----- Input for this task

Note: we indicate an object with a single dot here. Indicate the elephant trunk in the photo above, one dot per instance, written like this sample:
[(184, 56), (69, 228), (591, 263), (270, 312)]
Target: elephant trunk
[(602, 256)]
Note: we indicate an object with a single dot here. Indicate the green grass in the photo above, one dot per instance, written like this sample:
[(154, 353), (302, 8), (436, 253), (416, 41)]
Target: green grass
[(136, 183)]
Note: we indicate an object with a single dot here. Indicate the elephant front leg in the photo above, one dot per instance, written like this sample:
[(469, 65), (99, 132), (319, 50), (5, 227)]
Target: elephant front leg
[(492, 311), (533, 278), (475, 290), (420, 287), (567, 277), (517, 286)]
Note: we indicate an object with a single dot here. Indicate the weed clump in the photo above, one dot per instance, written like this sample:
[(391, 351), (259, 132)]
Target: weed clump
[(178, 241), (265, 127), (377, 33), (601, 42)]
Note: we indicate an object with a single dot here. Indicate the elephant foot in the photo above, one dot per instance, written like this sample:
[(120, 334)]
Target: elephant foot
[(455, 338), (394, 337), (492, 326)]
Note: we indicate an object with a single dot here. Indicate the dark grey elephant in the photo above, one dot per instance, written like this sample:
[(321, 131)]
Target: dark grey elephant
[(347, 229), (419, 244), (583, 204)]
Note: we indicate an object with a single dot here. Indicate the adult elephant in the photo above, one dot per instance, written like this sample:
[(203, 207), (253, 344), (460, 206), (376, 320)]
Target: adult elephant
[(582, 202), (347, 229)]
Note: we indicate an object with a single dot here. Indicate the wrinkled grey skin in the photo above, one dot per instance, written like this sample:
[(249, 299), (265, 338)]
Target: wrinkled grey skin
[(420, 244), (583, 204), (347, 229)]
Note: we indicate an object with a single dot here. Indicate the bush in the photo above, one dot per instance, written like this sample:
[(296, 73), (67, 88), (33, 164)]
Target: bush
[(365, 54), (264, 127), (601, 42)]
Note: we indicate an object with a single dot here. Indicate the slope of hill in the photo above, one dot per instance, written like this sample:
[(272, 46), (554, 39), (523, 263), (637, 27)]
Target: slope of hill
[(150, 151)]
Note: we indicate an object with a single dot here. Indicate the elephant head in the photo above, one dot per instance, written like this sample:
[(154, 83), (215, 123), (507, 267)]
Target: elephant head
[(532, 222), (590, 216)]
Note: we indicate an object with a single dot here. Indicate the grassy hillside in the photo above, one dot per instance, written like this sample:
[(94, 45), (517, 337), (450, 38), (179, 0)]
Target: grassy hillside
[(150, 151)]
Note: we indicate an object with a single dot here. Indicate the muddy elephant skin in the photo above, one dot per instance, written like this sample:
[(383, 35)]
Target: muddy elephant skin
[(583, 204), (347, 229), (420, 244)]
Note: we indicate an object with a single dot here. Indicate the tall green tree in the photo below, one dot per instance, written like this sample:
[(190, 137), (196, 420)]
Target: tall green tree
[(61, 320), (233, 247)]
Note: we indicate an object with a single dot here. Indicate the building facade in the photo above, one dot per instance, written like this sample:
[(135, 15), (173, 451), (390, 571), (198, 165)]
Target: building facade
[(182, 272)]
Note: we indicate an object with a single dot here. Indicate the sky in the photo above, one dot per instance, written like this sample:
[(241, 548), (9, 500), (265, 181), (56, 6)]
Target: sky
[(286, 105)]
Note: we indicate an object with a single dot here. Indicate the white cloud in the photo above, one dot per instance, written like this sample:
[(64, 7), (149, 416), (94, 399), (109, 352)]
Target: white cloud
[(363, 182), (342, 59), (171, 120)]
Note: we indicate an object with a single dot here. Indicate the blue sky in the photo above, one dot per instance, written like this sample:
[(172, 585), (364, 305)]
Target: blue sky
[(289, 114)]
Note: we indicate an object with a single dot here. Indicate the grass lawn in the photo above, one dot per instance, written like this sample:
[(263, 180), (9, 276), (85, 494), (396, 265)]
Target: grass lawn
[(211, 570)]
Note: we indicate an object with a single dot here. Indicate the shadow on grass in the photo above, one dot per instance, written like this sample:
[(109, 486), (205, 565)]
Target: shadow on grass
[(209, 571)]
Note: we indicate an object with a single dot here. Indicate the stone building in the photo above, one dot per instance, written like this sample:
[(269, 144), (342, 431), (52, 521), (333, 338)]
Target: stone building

----------

Reproduce the material above, every line of it, exactly.

Note: we indicate an object with a single dot here. Indicate the elephant trunk in the photo above, one dot per instance, written like this sample:
[(184, 56), (69, 228), (591, 263), (270, 312)]
Target: elephant trunk
[(602, 256)]
Note: we indicate an object with a single dot here. Indicate the green grass in the photo above, one dot per instance, written like this sample:
[(154, 353), (302, 8), (436, 253), (416, 41)]
Target: green grass
[(136, 183)]
Note: we indicate an object with a single dot here. Indicate the elephant front leg in the photo above, one dot per instance, written like this sample:
[(469, 65), (99, 132), (319, 50), (5, 227)]
Target: elephant front leg
[(492, 311), (533, 278), (475, 290), (420, 287), (567, 277), (517, 286)]
Note: we indicate an object with a single dot here. Indicate the weed clump in the photo above, one dot per instance, written like this sample:
[(391, 351), (259, 132)]
Target: weed clump
[(178, 241), (265, 127), (377, 33), (601, 42)]
Note: we indicate an object with a single dot here. Indicate the elephant foot in the photo above, one dot per instance, written like this sample:
[(120, 334)]
Target: elephant foot
[(455, 338), (394, 337), (492, 326)]
Note: we indicate an object with a single dot here. Indicate the dark grey elephant in the photo above, one dot per instance, written like this sample:
[(321, 131)]
Target: dark grey elephant
[(347, 229), (419, 244), (583, 204)]
Note: we indicate an object with a single dot here. Indicate the adult elephant in the photo above, one dot per instance, written like this sample:
[(203, 207), (253, 344), (460, 206), (376, 320)]
Target: adult elephant
[(582, 202), (347, 229)]
Note: we indicate an object with a single dot here. Indicate the wrinkled grey skin in the photo above, one dot per instance, written like this sample:
[(249, 299), (265, 338)]
Target: wrinkled grey skin
[(420, 244), (583, 204), (347, 229)]
Note: we indicate an object with a single dot here. Indicate the bush in the photo above, one dot per instance, written like this sample:
[(296, 73), (67, 88), (33, 164)]
Target: bush
[(365, 54), (264, 127), (601, 42)]
Note: we indicate an object with a single dot here. Indicate the slope of hill in the photo above, one dot per instance, written like this sample:
[(272, 46), (554, 39), (523, 263), (637, 27)]
Target: slope of hill
[(150, 151)]
Note: we indicate an object with a single dot here. Indicate the elephant head in the photo above, one dot per instance, written like this sample:
[(154, 83), (215, 123), (507, 267)]
Target: elephant head
[(532, 222), (590, 216)]
Note: we indicate an object with a single dot here. Indicate the grassy hillside in the photo above, one dot per instance, written like this sample:
[(94, 45), (517, 337), (450, 38), (179, 0)]
Target: grassy hillside
[(150, 151)]
Note: we indicate an object with a single dot here. Indicate the muddy elephant skin in the photo above, one dot per instance, written like this sample:
[(383, 35)]
Target: muddy elephant skin
[(583, 204), (347, 229), (420, 244)]
Note: we indicate an object with a single dot here. Indicate the tall green tree in the photo below, one dot per instance, written like this sample:
[(190, 137), (196, 420)]
Target: tall green tree
[(61, 320), (233, 247)]
Note: we indicate an object with a single dot here. Indicate the building facade in the photo above, one dot per instance, written like this sample:
[(135, 15), (173, 451), (390, 571), (198, 165)]
Target: building facade
[(182, 272)]
Note: we indicate an object with a single dot here. Indicate the sky in the photo above, one dot per instance, written like this sample:
[(241, 548), (9, 500), (265, 181), (56, 6)]
Target: sky
[(286, 105)]
Note: we indicate an object with a single dot here. Indicate the white cloud in the photo above, one dot per instance, written like this sample:
[(64, 7), (149, 416), (94, 399), (109, 352)]
Target: white cloud
[(363, 182), (342, 59), (171, 120)]
Note: we indicate an object with a single dot here. Indicate the blue sky in the photo above, one dot per instance, written like this sample:
[(172, 585), (364, 305)]
Target: blue sky
[(289, 114)]
Note: we indicate an object with a single dot here. Indicate the grass lawn in the photo above, one dot per instance, written like this sample:
[(263, 180), (9, 276), (85, 494), (396, 265)]
Target: grass lawn
[(211, 570)]
Note: we indicate an object with a single dot here. Indicate the shadow on grass in the photo above, one dot per instance, written like this sample:
[(109, 486), (205, 565)]
Target: shadow on grass
[(209, 571)]
Note: we indicate an object with a single dot here. Indicate the stone building in the photo above, one dot per instance, written like this sample:
[(269, 144), (342, 431), (52, 521), (333, 338)]
Target: stone building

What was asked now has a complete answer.